_THE DATA_.
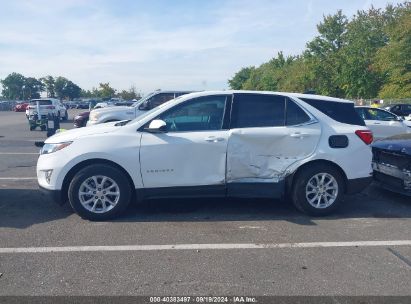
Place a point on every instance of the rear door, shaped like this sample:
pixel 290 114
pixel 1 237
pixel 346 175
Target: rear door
pixel 268 134
pixel 193 150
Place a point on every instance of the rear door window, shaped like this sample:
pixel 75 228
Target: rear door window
pixel 200 114
pixel 295 115
pixel 258 110
pixel 340 111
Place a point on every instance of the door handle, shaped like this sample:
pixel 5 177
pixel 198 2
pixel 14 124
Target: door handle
pixel 214 139
pixel 299 135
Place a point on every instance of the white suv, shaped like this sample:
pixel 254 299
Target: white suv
pixel 310 149
pixel 110 114
pixel 42 107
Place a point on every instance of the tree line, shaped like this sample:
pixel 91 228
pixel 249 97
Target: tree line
pixel 366 56
pixel 16 86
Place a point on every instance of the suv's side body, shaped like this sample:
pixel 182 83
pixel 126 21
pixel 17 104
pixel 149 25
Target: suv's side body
pixel 235 159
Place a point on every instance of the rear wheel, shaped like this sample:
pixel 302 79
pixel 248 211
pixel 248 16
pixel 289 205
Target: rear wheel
pixel 318 189
pixel 99 192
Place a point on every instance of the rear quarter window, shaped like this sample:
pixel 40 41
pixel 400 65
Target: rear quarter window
pixel 339 111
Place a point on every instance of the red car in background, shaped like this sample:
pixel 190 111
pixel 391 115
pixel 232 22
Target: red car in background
pixel 21 107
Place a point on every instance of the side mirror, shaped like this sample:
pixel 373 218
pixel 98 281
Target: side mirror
pixel 157 126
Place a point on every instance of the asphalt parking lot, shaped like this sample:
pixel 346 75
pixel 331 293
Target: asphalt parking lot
pixel 194 246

_EXERCISE_. Render every line of the items above as a Markdown table with the columns Row and Text, numbering the rows in order and skipping any blank lines. Leave the pictures out of the table.

_OUTPUT OF THE TASK_.
| Row | Text |
|---|---|
| 1 | Place a point on every instance of the rear door, shaped like this sample: |
| 2 | pixel 290 114 |
| 3 | pixel 1 237 |
| 4 | pixel 346 175 |
| 5 | Target: rear door |
| 6 | pixel 268 134 |
| 7 | pixel 193 150 |
| 8 | Place a point on every instance of the rear door window, shaped like this sample: |
| 9 | pixel 75 228 |
| 10 | Target: rear door window |
| 11 | pixel 200 114 |
| 12 | pixel 295 115 |
| 13 | pixel 258 110 |
| 14 | pixel 340 111 |
| 15 | Place a point on every instance of the door handle, shaped like this sample: |
| 16 | pixel 5 177 |
| 17 | pixel 198 2 |
| 18 | pixel 14 124 |
| 19 | Target: door handle |
| 20 | pixel 214 139 |
| 21 | pixel 299 135 |
| 22 | Place a point on every instance of the white suv, shaped like this sample: |
| 23 | pixel 254 299 |
| 24 | Target: white suv |
| 25 | pixel 310 149 |
| 26 | pixel 110 114 |
| 27 | pixel 42 107 |
| 28 | Place a point on every instance of the tree line, shaped like this sample: |
| 29 | pixel 91 228 |
| 30 | pixel 249 97 |
| 31 | Target: tree line |
| 32 | pixel 366 56 |
| 33 | pixel 16 86 |
| 34 | Place a point on every instance of the suv's side body, shaped like this sample: |
| 35 | pixel 182 83 |
| 36 | pixel 126 21 |
| 37 | pixel 17 104 |
| 38 | pixel 149 25 |
| 39 | Target: suv's side body |
| 40 | pixel 235 159 |
| 41 | Place a point on every instance of the rear wheel, shaped like this sample: |
| 42 | pixel 302 79 |
| 43 | pixel 248 211 |
| 44 | pixel 248 16 |
| 45 | pixel 289 205 |
| 46 | Target: rear wheel |
| 47 | pixel 318 189 |
| 48 | pixel 99 192 |
| 49 | Place a point on every instance of the rear quarter window, shaped like this sample: |
| 50 | pixel 40 41 |
| 51 | pixel 400 65 |
| 52 | Target: rear quarter window |
| 53 | pixel 339 111 |
| 54 | Place a point on every instance of the red car in background, shaped like this sample: |
| 55 | pixel 190 111 |
| 56 | pixel 391 115 |
| 57 | pixel 232 22 |
| 58 | Target: red car in background |
| 59 | pixel 21 107 |
| 60 | Place a point on every instance of the side mirror, shaped like this sample: |
| 61 | pixel 373 218 |
| 62 | pixel 98 281 |
| 63 | Target: side mirror |
| 64 | pixel 157 126 |
| 65 | Place a point on every instance of the asphalt parking lot, shaped like this sample: |
| 66 | pixel 346 75 |
| 67 | pixel 331 293 |
| 68 | Target: asphalt parking lot |
| 69 | pixel 194 246 |